### DATA SHOWN

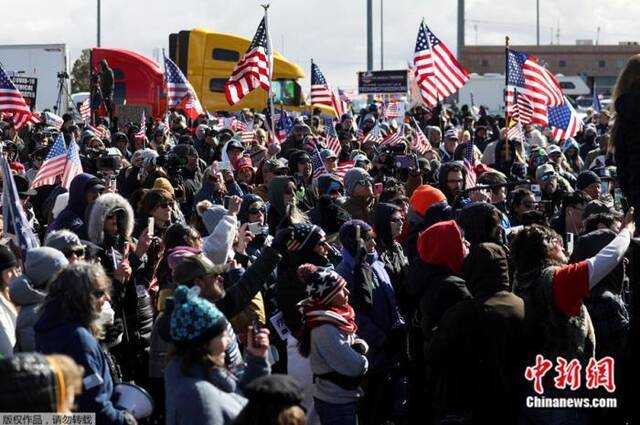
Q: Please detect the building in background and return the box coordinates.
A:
[459,40,640,95]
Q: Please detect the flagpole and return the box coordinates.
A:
[504,35,515,161]
[261,4,276,142]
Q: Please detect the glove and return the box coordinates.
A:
[351,338,369,356]
[104,318,124,347]
[271,227,292,256]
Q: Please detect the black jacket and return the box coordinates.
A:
[427,243,525,424]
[612,92,640,223]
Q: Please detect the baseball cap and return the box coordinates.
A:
[536,164,558,181]
[320,149,337,161]
[173,254,229,284]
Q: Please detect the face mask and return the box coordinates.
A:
[98,301,116,327]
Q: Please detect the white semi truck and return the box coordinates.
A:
[0,44,70,115]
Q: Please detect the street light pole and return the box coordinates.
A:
[380,0,384,69]
[97,0,100,47]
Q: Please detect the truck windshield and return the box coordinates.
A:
[271,80,302,106]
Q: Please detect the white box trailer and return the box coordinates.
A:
[0,44,71,115]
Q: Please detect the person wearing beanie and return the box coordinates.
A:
[34,261,135,425]
[576,171,602,201]
[0,244,20,358]
[297,264,369,424]
[44,229,86,263]
[407,220,471,348]
[336,219,407,423]
[9,247,69,352]
[342,167,376,223]
[165,285,270,425]
[233,374,307,425]
[409,184,447,224]
[47,173,104,239]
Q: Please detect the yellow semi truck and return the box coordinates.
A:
[169,29,334,116]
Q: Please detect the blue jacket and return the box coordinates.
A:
[34,304,126,425]
[47,173,100,239]
[336,248,404,371]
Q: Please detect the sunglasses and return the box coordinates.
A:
[62,247,84,257]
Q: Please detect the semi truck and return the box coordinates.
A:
[0,44,70,114]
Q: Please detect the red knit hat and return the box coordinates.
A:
[409,184,447,215]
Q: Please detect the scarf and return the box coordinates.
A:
[301,299,358,334]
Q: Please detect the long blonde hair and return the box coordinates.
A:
[609,54,640,148]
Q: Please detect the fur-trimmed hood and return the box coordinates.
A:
[87,193,134,246]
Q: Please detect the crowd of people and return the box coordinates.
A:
[0,57,640,425]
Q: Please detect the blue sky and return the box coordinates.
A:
[0,0,640,88]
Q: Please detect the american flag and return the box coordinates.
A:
[224,18,271,105]
[333,161,355,180]
[380,123,404,145]
[331,89,349,118]
[506,49,564,125]
[229,117,247,131]
[311,62,333,107]
[549,97,582,141]
[507,118,525,142]
[462,140,476,188]
[240,130,255,145]
[0,155,40,260]
[164,55,204,119]
[0,66,38,130]
[31,133,67,189]
[311,146,327,178]
[324,118,342,156]
[413,21,470,106]
[413,118,431,155]
[41,111,64,128]
[276,106,293,140]
[133,109,147,140]
[80,97,91,121]
[362,123,382,144]
[506,88,536,125]
[61,135,82,189]
[384,102,401,120]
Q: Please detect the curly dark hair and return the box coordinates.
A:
[511,224,560,274]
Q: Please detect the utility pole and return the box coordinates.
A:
[367,0,373,71]
[458,0,464,59]
[536,0,540,46]
[97,0,100,47]
[380,0,384,69]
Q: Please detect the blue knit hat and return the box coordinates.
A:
[171,285,227,343]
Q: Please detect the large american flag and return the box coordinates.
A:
[133,109,147,140]
[311,62,334,107]
[506,49,564,125]
[324,118,342,156]
[80,97,91,121]
[224,18,270,105]
[462,140,477,188]
[362,123,382,144]
[507,118,525,142]
[549,97,582,141]
[413,21,470,106]
[31,133,67,189]
[61,135,82,189]
[164,55,204,119]
[0,155,40,260]
[0,66,38,130]
[413,118,431,155]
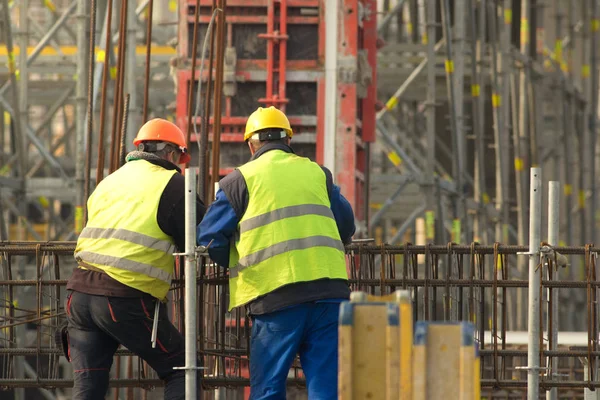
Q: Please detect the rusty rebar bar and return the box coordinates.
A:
[109,1,128,173]
[82,0,97,226]
[186,0,203,159]
[206,0,226,204]
[96,0,113,185]
[202,0,217,204]
[119,93,130,167]
[142,0,154,124]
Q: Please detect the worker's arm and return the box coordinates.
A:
[156,174,206,252]
[330,185,356,244]
[197,189,239,267]
[321,167,356,244]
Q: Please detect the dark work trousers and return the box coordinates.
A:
[65,291,197,400]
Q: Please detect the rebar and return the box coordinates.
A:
[206,0,226,202]
[96,0,113,185]
[186,0,203,162]
[119,93,130,167]
[142,0,154,124]
[82,0,97,227]
[109,1,128,173]
[0,242,600,396]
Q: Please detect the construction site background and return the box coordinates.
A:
[0,0,600,399]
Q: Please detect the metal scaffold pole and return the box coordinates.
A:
[500,0,512,247]
[469,0,488,243]
[546,181,560,400]
[441,0,466,242]
[184,168,198,400]
[423,1,443,241]
[74,0,90,234]
[527,168,542,400]
[588,0,600,243]
[576,0,593,243]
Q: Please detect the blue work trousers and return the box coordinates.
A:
[250,301,340,400]
[65,291,197,400]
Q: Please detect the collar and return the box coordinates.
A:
[125,151,181,173]
[250,143,295,161]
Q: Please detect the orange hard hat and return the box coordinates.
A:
[133,118,191,164]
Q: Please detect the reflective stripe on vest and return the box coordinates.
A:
[240,204,333,233]
[75,251,173,285]
[229,236,344,277]
[79,226,175,253]
[229,150,348,310]
[74,160,177,300]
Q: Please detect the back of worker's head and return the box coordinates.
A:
[244,106,294,154]
[133,118,190,164]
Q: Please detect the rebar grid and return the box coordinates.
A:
[0,242,600,398]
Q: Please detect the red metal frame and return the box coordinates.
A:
[176,0,377,397]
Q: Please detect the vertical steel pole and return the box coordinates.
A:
[589,0,600,243]
[448,0,473,242]
[423,1,441,241]
[527,167,542,400]
[546,181,560,400]
[323,0,340,176]
[14,0,29,400]
[75,0,93,234]
[184,168,198,400]
[469,0,488,243]
[496,0,510,243]
[514,0,531,332]
[441,0,465,242]
[123,1,142,144]
[578,0,593,243]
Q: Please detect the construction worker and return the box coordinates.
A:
[198,107,355,399]
[65,119,206,400]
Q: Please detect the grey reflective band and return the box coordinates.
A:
[236,236,344,276]
[75,251,172,285]
[240,204,334,233]
[79,227,175,254]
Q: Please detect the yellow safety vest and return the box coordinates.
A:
[75,160,177,300]
[229,150,348,310]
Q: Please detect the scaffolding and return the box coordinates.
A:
[0,0,600,398]
[370,0,600,329]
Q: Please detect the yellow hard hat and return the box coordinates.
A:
[244,106,294,140]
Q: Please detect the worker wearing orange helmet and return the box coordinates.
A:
[65,119,206,400]
[198,107,355,399]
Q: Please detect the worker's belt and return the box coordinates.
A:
[77,260,106,274]
[54,321,71,362]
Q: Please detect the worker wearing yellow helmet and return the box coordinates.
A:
[198,107,355,399]
[61,118,206,400]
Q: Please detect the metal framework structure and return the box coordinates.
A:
[177,0,376,227]
[0,0,600,398]
[369,0,600,329]
[0,0,176,240]
[0,242,600,399]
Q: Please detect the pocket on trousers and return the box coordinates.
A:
[106,297,154,322]
[254,306,306,335]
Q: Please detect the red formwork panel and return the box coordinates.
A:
[176,0,377,225]
[176,0,324,170]
[176,0,377,396]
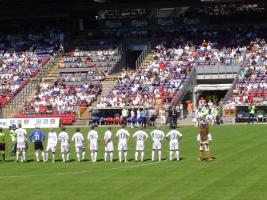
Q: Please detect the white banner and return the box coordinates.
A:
[0,118,60,128]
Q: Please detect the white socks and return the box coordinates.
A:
[67,152,70,161]
[158,150,161,161]
[82,151,85,160]
[22,150,26,161]
[119,151,121,162]
[134,151,138,161]
[61,153,65,162]
[76,153,81,162]
[135,151,144,162]
[104,152,108,162]
[175,151,180,160]
[141,151,144,162]
[151,150,155,161]
[124,151,128,162]
[169,151,173,160]
[35,151,40,162]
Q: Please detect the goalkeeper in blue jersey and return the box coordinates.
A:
[29,126,45,162]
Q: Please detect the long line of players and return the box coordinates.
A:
[4,125,185,162]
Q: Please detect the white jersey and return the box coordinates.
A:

######

* **SET PROBLEM**
Using the material above, return every line exactly as it appears, minus the pictures.

* **SOLUTION BELOW**
Q: Please detect the building in background and return the box coordinates.
A:
[459,40,640,95]
Q: Please detect the flagpole and return the box coordinates.
A:
[504,35,515,161]
[261,4,276,142]
Q: Please detect the glove and return the box coordinates.
A:
[351,338,369,356]
[104,318,124,347]
[271,227,292,256]
Q: Please detect the black jacket and return the box coordinates.
A:
[427,243,525,424]
[612,92,640,223]
Q: Please detect the baseball cap and return the box coordinates.
A:
[536,164,558,181]
[320,149,337,161]
[173,254,229,284]
Q: Please detect the face mask and return the box coordinates.
A:
[98,301,116,327]
Q: Please detect the white semi truck and return the box coordinates.
A:
[0,44,70,115]
Q: Please detect the street light pole and return the box coordinates.
A:
[380,0,384,69]
[97,0,100,47]
Q: Please detect the truck windshield and return the box coordinates.
A:
[271,80,302,106]
Q: Please detect the white box trailer and return the box coordinates.
A:
[0,44,71,115]
Q: Please detect the person wearing beanie and return the box coordinates.
A:
[34,261,135,425]
[576,171,602,201]
[0,244,20,358]
[297,264,369,424]
[44,229,86,263]
[407,220,471,348]
[336,219,407,423]
[9,247,69,352]
[342,167,376,223]
[165,285,270,425]
[233,374,307,425]
[409,184,447,224]
[47,173,104,239]
Q: Please detect the yellow semi truck and return the box coordinates.
A:
[169,29,334,116]
Q: Please detect the blue jacket and return the box coordinates.
A:
[34,304,126,425]
[47,173,100,239]
[336,248,404,371]
Q: Please detect the sunglasses and return the box coordinates.
A:
[62,247,84,257]
Q: Please detect the semi truck and return the box coordinates.
A:
[0,44,70,114]
Q: Please detect the red knit hat and return the box coordinates.
A:
[409,184,447,215]
Q: Please detect the scarf and return the box coordinates.
A:
[301,299,358,334]
Q: Please detect the long blonde hair and return the box coordinates.
A:
[609,54,640,148]
Q: Please detect the fur-trimmed hood and return the box coordinates.
A:
[87,193,134,246]
Q: Please detect the crowd of people and return the box coordinates.
A:
[0,57,640,425]
Q: Please detect the blue sky and return the box coordinates.
A:
[0,0,640,88]
Q: Please detect the american flag and return the box coordinates.
A:
[224,18,271,105]
[333,161,355,180]
[380,123,404,145]
[331,89,349,118]
[506,49,564,125]
[229,117,247,131]
[311,62,333,107]
[549,97,582,141]
[507,118,525,142]
[462,140,476,188]
[240,130,255,145]
[0,155,40,260]
[164,55,204,119]
[0,66,38,130]
[31,133,67,189]
[311,146,327,178]
[324,118,342,156]
[413,21,470,106]
[413,118,431,155]
[41,111,64,128]
[276,106,293,140]
[133,109,147,140]
[80,97,91,121]
[362,123,382,144]
[506,88,536,125]
[61,135,82,189]
[384,102,401,120]
Q: Please detect the curly dark hair and return the box coordinates.
A:
[511,224,560,274]
Q: Please detect the utility pole and return the box coordinates.
A:
[367,0,373,71]
[458,0,464,59]
[536,0,540,46]
[97,0,100,47]
[380,0,384,69]
Q: Please detect the blue knit hat and return the box coordinates.
A:
[171,285,227,343]
Q: Please detect the large american flag and return the box coordinates.
A:
[133,109,147,140]
[311,62,334,107]
[506,49,564,125]
[324,118,342,156]
[80,97,91,121]
[224,18,270,105]
[462,140,477,188]
[362,123,382,144]
[507,118,525,142]
[549,97,582,141]
[413,21,470,106]
[31,133,67,189]
[61,135,82,189]
[164,55,204,119]
[0,155,40,260]
[0,66,38,130]
[413,118,431,155]
Q: Please detect the rusty rebar bar and return the box coordinates.
A:
[109,1,128,173]
[82,0,97,226]
[186,0,203,159]
[206,0,226,204]
[96,0,113,185]
[202,0,217,204]
[119,93,130,167]
[142,0,154,124]
Q: Please detect the worker's arm and return the box coordinates.
A:
[156,174,206,252]
[330,185,356,244]
[197,189,239,267]
[321,167,356,244]
Q: Please detect the dark work trousers and return the box coordinates.
A:
[65,291,197,400]
Q: Please detect the rebar and return the box coordinates.
A:
[206,0,226,202]
[96,0,113,185]
[186,0,203,162]
[119,93,130,167]
[142,0,154,124]
[82,0,97,227]
[109,1,128,173]
[0,242,600,396]
Q: Please detect the construction site background and return the box coordinates.
A:
[0,0,600,399]
Q: Please detect the metal scaffold pole and return the box coordinates.
A:
[500,0,512,247]
[469,0,488,243]
[546,181,560,400]
[441,0,466,242]
[184,168,198,400]
[423,1,443,241]
[74,0,90,234]
[527,168,542,400]
[588,0,600,243]
[576,0,593,243]
Q: Please detect the blue work trousers and return the box coordinates.
A:
[250,301,340,400]
[65,291,197,400]
Q: Please detect the collar and return the box coordinates.
A:
[125,151,181,173]
[250,143,295,161]
Q: Please detect the orange hard hat and return the box coordinates.
A:
[133,118,191,164]
Q: Please detect the reflective stripe on vest and return the box coordinates.
A:
[240,204,333,233]
[75,251,173,285]
[229,236,344,277]
[79,226,175,253]
[229,150,348,310]
[74,160,177,300]
Q: Please detect the back of worker's head and return the box coordinates.
A:
[244,106,294,154]
[133,118,190,164]
Q: Please detect the rebar grid and return the box coordinates.
A:
[0,242,600,398]
Q: Please detect the red metal frame and return the box coordinates.
A:
[176,0,377,397]
Q: Please detect the vertical steel pole and return the box coordinates.
A:
[589,0,600,243]
[448,0,473,242]
[423,1,441,241]
[527,167,542,400]
[546,181,560,400]
[323,0,340,176]
[14,0,29,400]
[75,0,93,234]
[184,168,198,400]
[469,0,488,243]
[496,0,510,243]
[514,0,531,332]
[441,0,465,242]
[123,1,142,144]
[578,0,593,243]
Q: Please detect the construction worker and return the box coordinates.
A:
[198,107,355,399]
[65,119,206,400]
Q: Please detect the grey reflective band and return the box coordinates.
A:
[236,236,344,276]
[75,251,172,285]
[240,204,334,233]
[79,227,175,254]
Q: Please detect the yellow safety vest and return the box coordinates.
A:
[75,160,177,300]
[229,150,348,310]
Q: Please detect the scaffolding and return the box coordinates.
A:
[0,0,600,398]
[370,0,600,329]
Q: Please detect the yellow hard hat and return the box coordinates.
A:
[244,106,294,140]
Q: Please detect the worker wearing orange helmet and return the box coordinates.
A:
[65,119,206,400]
[198,107,355,399]
Q: Please detect the worker's belt and return the box coordinates.
A:
[77,260,106,274]
[54,321,71,362]
Q: Please detect the worker wearing yellow helmet and return the box coordinates.
A:
[198,107,355,399]
[61,118,206,400]
Q: Please detect the metal framework structure and return the box coordinates.
A:
[177,0,376,227]
[0,0,600,398]
[369,0,600,329]
[0,0,176,240]
[0,242,600,399]
Q: Please detect the pocket on trousers and return the box coordinates.
A:
[106,297,154,322]
[254,306,306,335]
Q: Please detect the red formwork panel and return the box coordinates.
A:
[176,0,377,225]
[176,0,324,170]
[176,0,377,396]
Q: Please detect the white banner and return the box coordinates.
A:
[0,118,60,128]
Q: Please detect the white socks and return the box coordinates.
A:
[67,152,70,161]
[158,150,161,161]
[82,151,85,160]
[22,150,26,161]
[119,151,121,162]
[134,151,138,161]
[61,153,65,162]
[76,153,81,162]
[135,151,144,162]
[104,152,108,162]
[175,151,180,160]
[141,151,144,162]
[151,150,155,161]
[124,151,128,162]
[169,151,173,160]
[35,151,40,162]
Q: Please detect the goalkeeper in blue jersey and return the box coordinates.
A:
[29,126,45,162]
Q: Please detect the long line of players and return the box coordinates.
A:
[4,125,185,162]
Q: Please detect the white jersey and return the box coordinates.
A:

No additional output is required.